***** Data *****

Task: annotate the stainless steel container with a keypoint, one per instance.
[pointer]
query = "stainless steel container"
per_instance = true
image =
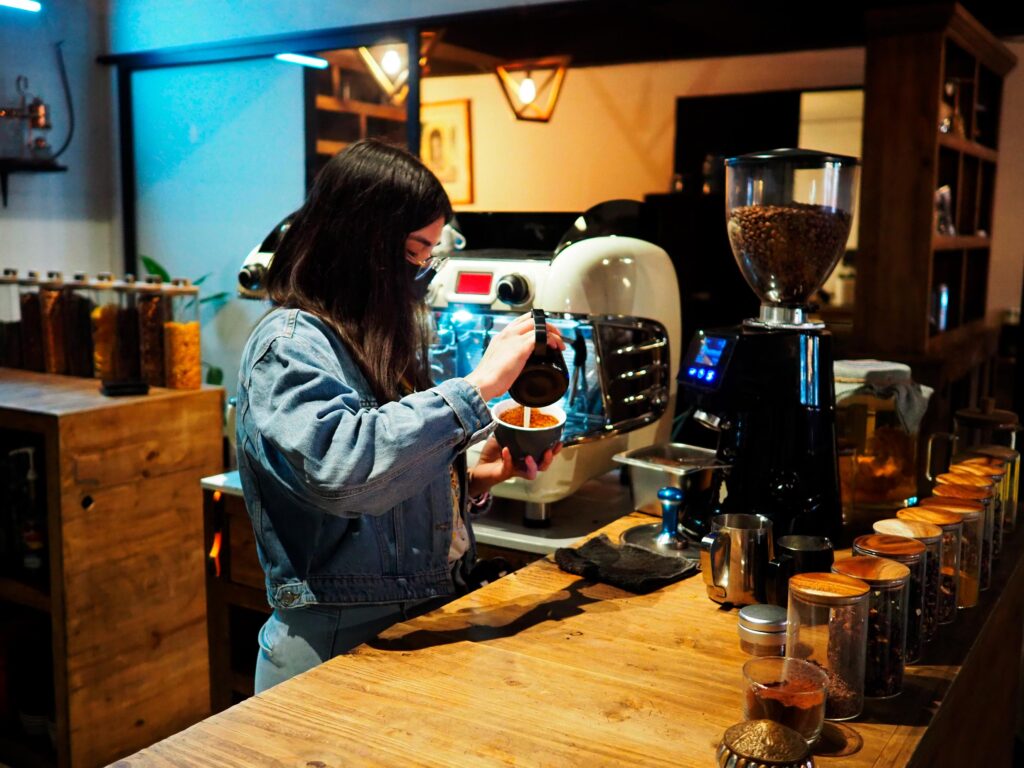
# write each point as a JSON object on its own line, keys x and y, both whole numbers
{"x": 694, "y": 470}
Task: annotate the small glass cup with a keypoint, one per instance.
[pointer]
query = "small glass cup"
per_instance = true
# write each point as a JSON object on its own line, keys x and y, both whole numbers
{"x": 788, "y": 691}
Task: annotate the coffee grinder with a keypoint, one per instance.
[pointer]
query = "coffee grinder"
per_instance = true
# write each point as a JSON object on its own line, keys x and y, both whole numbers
{"x": 766, "y": 386}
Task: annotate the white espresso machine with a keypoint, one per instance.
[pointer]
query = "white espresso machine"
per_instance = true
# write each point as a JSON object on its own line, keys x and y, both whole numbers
{"x": 615, "y": 300}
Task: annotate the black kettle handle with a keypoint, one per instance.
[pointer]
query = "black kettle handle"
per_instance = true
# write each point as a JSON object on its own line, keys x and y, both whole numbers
{"x": 541, "y": 331}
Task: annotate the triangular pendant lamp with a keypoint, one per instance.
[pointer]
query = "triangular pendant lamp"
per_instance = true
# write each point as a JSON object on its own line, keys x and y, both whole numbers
{"x": 531, "y": 87}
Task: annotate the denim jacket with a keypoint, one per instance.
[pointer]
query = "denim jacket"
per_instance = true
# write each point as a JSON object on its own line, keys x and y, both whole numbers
{"x": 350, "y": 501}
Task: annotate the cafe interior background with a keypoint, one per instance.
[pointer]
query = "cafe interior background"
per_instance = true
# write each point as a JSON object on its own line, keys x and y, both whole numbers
{"x": 192, "y": 140}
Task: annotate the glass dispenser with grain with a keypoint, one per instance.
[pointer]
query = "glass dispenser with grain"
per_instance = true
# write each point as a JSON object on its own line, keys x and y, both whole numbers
{"x": 972, "y": 520}
{"x": 911, "y": 554}
{"x": 951, "y": 526}
{"x": 182, "y": 364}
{"x": 79, "y": 303}
{"x": 10, "y": 321}
{"x": 826, "y": 624}
{"x": 32, "y": 322}
{"x": 931, "y": 537}
{"x": 887, "y": 621}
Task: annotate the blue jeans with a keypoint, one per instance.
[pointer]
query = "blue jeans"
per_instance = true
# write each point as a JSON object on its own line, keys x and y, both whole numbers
{"x": 294, "y": 640}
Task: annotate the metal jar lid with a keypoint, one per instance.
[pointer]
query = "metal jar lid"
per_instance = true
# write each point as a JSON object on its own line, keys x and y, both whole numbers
{"x": 763, "y": 743}
{"x": 763, "y": 617}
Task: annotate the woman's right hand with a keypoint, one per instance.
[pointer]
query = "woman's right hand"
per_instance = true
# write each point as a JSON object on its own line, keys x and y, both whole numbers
{"x": 506, "y": 354}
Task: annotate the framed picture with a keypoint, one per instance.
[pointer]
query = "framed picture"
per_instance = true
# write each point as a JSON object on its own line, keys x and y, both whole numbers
{"x": 445, "y": 146}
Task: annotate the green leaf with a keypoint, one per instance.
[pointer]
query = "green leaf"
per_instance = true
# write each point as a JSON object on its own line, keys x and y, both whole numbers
{"x": 219, "y": 296}
{"x": 215, "y": 376}
{"x": 155, "y": 267}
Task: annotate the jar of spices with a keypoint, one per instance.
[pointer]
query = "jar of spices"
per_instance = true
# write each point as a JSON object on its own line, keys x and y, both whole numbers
{"x": 182, "y": 364}
{"x": 910, "y": 553}
{"x": 972, "y": 534}
{"x": 1010, "y": 460}
{"x": 762, "y": 630}
{"x": 154, "y": 313}
{"x": 32, "y": 322}
{"x": 931, "y": 537}
{"x": 79, "y": 304}
{"x": 998, "y": 477}
{"x": 10, "y": 321}
{"x": 826, "y": 624}
{"x": 966, "y": 488}
{"x": 951, "y": 527}
{"x": 126, "y": 348}
{"x": 104, "y": 327}
{"x": 887, "y": 621}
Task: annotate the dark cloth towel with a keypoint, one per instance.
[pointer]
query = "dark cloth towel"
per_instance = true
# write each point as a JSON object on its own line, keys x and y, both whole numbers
{"x": 627, "y": 566}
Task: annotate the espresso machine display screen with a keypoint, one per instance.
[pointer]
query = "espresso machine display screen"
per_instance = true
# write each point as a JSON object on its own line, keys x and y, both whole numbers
{"x": 706, "y": 363}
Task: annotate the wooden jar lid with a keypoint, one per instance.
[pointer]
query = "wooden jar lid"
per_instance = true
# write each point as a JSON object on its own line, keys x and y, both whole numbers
{"x": 832, "y": 589}
{"x": 979, "y": 470}
{"x": 934, "y": 515}
{"x": 923, "y": 531}
{"x": 958, "y": 489}
{"x": 952, "y": 505}
{"x": 877, "y": 571}
{"x": 883, "y": 545}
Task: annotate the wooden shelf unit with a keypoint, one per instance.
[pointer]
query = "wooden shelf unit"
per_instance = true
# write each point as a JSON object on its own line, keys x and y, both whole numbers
{"x": 126, "y": 604}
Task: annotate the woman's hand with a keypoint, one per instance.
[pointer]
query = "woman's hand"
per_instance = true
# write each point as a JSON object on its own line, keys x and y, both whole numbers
{"x": 496, "y": 465}
{"x": 506, "y": 354}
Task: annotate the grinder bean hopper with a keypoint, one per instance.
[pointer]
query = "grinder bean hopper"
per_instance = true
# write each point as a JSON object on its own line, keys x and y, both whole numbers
{"x": 765, "y": 386}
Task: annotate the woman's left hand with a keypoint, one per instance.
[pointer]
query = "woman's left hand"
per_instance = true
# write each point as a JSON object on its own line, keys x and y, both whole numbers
{"x": 496, "y": 465}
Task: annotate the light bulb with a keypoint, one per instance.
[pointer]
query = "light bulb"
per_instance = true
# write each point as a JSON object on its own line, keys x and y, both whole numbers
{"x": 527, "y": 90}
{"x": 391, "y": 62}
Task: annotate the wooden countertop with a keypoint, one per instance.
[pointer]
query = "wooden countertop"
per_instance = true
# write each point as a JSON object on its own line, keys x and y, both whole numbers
{"x": 542, "y": 668}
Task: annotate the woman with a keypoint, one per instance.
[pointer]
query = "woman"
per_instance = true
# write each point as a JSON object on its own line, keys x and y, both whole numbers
{"x": 352, "y": 462}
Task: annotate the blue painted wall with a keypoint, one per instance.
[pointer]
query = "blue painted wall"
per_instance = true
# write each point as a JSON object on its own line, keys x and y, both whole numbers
{"x": 219, "y": 161}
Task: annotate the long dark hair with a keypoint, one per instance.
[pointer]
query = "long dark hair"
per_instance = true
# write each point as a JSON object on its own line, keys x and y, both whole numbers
{"x": 344, "y": 259}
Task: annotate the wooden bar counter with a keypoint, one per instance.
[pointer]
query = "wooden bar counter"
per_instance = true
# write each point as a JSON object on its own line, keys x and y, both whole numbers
{"x": 543, "y": 668}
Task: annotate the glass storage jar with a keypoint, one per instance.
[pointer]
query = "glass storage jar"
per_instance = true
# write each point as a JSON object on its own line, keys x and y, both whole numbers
{"x": 104, "y": 327}
{"x": 10, "y": 321}
{"x": 826, "y": 624}
{"x": 1000, "y": 487}
{"x": 909, "y": 552}
{"x": 965, "y": 488}
{"x": 887, "y": 621}
{"x": 79, "y": 304}
{"x": 182, "y": 364}
{"x": 931, "y": 537}
{"x": 51, "y": 315}
{"x": 1010, "y": 460}
{"x": 972, "y": 532}
{"x": 154, "y": 313}
{"x": 951, "y": 528}
{"x": 32, "y": 322}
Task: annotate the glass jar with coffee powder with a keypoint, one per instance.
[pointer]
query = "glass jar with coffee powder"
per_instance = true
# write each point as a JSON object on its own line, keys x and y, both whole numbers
{"x": 32, "y": 322}
{"x": 931, "y": 537}
{"x": 976, "y": 489}
{"x": 826, "y": 625}
{"x": 154, "y": 314}
{"x": 972, "y": 534}
{"x": 909, "y": 552}
{"x": 951, "y": 527}
{"x": 182, "y": 364}
{"x": 10, "y": 321}
{"x": 887, "y": 621}
{"x": 78, "y": 301}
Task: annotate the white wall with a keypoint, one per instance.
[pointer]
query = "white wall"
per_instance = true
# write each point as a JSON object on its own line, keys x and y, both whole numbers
{"x": 62, "y": 220}
{"x": 1007, "y": 265}
{"x": 219, "y": 161}
{"x": 141, "y": 25}
{"x": 613, "y": 129}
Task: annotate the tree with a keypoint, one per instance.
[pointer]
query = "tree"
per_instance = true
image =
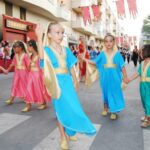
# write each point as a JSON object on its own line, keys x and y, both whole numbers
{"x": 146, "y": 25}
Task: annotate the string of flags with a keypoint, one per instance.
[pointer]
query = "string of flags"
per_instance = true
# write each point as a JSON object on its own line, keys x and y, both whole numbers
{"x": 87, "y": 14}
{"x": 129, "y": 39}
{"x": 132, "y": 6}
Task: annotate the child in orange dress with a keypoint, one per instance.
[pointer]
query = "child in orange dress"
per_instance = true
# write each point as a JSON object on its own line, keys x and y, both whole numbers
{"x": 36, "y": 91}
{"x": 20, "y": 62}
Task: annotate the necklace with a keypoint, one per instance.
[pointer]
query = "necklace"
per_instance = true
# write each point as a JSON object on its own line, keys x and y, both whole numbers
{"x": 58, "y": 49}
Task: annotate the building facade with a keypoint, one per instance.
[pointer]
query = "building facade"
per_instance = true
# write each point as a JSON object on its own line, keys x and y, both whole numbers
{"x": 20, "y": 17}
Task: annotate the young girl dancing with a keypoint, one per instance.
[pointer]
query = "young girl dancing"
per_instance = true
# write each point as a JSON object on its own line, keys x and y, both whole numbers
{"x": 36, "y": 91}
{"x": 144, "y": 74}
{"x": 21, "y": 63}
{"x": 111, "y": 66}
{"x": 58, "y": 65}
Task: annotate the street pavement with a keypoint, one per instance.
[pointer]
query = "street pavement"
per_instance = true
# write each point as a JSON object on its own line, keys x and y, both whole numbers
{"x": 36, "y": 130}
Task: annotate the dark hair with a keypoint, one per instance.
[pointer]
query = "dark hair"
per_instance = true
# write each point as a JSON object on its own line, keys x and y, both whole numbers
{"x": 52, "y": 24}
{"x": 33, "y": 44}
{"x": 19, "y": 44}
{"x": 109, "y": 35}
{"x": 146, "y": 51}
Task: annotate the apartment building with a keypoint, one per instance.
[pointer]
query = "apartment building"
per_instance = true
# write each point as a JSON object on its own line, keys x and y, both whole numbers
{"x": 18, "y": 19}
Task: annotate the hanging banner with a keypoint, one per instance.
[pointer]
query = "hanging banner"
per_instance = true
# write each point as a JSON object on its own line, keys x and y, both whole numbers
{"x": 86, "y": 14}
{"x": 130, "y": 39}
{"x": 121, "y": 40}
{"x": 134, "y": 39}
{"x": 120, "y": 8}
{"x": 96, "y": 12}
{"x": 117, "y": 40}
{"x": 132, "y": 5}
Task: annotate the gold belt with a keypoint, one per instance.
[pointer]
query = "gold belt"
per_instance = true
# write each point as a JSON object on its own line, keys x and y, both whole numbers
{"x": 109, "y": 65}
{"x": 61, "y": 70}
{"x": 20, "y": 67}
{"x": 145, "y": 79}
{"x": 34, "y": 69}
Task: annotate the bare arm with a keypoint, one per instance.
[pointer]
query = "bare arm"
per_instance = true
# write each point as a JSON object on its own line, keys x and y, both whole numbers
{"x": 86, "y": 60}
{"x": 125, "y": 77}
{"x": 39, "y": 42}
{"x": 1, "y": 68}
{"x": 73, "y": 73}
{"x": 10, "y": 67}
{"x": 134, "y": 76}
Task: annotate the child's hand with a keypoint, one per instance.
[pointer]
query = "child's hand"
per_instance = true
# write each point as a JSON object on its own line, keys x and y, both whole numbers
{"x": 5, "y": 71}
{"x": 38, "y": 31}
{"x": 76, "y": 84}
{"x": 126, "y": 80}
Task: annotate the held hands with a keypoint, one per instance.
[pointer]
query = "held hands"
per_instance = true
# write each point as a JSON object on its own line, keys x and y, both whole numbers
{"x": 76, "y": 85}
{"x": 126, "y": 80}
{"x": 81, "y": 58}
{"x": 38, "y": 31}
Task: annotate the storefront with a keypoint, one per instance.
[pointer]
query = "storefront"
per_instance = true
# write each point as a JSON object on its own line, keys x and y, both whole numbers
{"x": 14, "y": 29}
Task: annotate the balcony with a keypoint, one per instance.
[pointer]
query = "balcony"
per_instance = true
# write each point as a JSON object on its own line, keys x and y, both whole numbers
{"x": 78, "y": 25}
{"x": 48, "y": 9}
{"x": 76, "y": 4}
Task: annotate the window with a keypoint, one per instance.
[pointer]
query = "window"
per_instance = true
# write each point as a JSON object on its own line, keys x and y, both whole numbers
{"x": 22, "y": 13}
{"x": 8, "y": 8}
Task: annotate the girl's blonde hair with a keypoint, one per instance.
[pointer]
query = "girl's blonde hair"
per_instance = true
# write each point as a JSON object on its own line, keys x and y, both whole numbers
{"x": 115, "y": 48}
{"x": 20, "y": 44}
{"x": 46, "y": 39}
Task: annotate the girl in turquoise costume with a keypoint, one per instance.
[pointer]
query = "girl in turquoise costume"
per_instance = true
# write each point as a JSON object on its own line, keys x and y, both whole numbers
{"x": 111, "y": 67}
{"x": 144, "y": 73}
{"x": 58, "y": 64}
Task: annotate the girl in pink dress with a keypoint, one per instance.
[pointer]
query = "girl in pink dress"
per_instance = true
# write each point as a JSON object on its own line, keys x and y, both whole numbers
{"x": 20, "y": 62}
{"x": 36, "y": 91}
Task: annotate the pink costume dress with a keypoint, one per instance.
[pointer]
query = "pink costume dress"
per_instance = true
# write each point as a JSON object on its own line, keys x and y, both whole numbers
{"x": 20, "y": 75}
{"x": 36, "y": 91}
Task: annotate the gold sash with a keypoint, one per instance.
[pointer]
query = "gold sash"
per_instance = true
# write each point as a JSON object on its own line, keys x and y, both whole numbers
{"x": 50, "y": 79}
{"x": 33, "y": 65}
{"x": 91, "y": 74}
{"x": 19, "y": 65}
{"x": 110, "y": 65}
{"x": 144, "y": 77}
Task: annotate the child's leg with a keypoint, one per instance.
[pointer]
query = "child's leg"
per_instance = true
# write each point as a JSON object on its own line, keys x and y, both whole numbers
{"x": 105, "y": 110}
{"x": 10, "y": 100}
{"x": 42, "y": 106}
{"x": 27, "y": 107}
{"x": 146, "y": 123}
{"x": 64, "y": 143}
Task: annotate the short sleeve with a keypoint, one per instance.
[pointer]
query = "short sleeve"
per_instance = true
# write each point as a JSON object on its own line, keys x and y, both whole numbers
{"x": 139, "y": 70}
{"x": 97, "y": 60}
{"x": 27, "y": 60}
{"x": 41, "y": 63}
{"x": 121, "y": 61}
{"x": 71, "y": 59}
{"x": 14, "y": 62}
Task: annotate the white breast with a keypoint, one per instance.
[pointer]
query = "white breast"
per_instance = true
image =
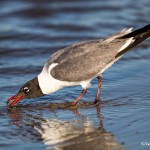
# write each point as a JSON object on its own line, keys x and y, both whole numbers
{"x": 49, "y": 84}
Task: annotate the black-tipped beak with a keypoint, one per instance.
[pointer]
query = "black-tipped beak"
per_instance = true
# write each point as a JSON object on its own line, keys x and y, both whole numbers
{"x": 12, "y": 101}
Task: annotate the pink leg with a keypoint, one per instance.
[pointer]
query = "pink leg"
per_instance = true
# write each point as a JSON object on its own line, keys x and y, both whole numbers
{"x": 78, "y": 98}
{"x": 97, "y": 99}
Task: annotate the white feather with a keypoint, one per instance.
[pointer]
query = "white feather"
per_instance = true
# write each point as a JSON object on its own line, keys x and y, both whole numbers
{"x": 49, "y": 84}
{"x": 126, "y": 44}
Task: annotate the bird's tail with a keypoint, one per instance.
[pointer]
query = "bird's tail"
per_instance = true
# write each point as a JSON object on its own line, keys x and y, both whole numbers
{"x": 138, "y": 35}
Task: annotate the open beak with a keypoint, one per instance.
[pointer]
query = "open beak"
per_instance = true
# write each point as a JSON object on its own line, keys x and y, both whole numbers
{"x": 14, "y": 100}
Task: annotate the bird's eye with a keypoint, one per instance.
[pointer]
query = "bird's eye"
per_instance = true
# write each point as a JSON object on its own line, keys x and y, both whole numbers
{"x": 26, "y": 89}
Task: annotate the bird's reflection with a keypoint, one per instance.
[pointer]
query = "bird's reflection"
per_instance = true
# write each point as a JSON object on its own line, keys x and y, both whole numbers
{"x": 77, "y": 134}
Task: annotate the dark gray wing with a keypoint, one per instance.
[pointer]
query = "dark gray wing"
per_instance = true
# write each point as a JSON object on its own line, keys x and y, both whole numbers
{"x": 85, "y": 60}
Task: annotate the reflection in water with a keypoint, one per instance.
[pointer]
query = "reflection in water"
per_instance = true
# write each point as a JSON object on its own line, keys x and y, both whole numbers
{"x": 76, "y": 134}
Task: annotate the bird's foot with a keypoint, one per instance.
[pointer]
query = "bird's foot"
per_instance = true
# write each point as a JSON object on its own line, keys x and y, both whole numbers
{"x": 97, "y": 101}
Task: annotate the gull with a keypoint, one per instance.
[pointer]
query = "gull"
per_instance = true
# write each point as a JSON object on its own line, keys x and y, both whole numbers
{"x": 79, "y": 64}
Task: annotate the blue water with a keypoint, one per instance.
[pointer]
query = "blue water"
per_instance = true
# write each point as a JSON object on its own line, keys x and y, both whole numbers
{"x": 30, "y": 31}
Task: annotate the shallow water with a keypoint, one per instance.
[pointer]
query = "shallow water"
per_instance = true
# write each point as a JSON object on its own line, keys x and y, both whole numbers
{"x": 30, "y": 31}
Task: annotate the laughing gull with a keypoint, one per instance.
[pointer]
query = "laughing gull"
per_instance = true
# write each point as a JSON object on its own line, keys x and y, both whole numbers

*****

What you will do
Only a number is expected here: how many lines of the records above contain "hands".

Answer for this exercise
2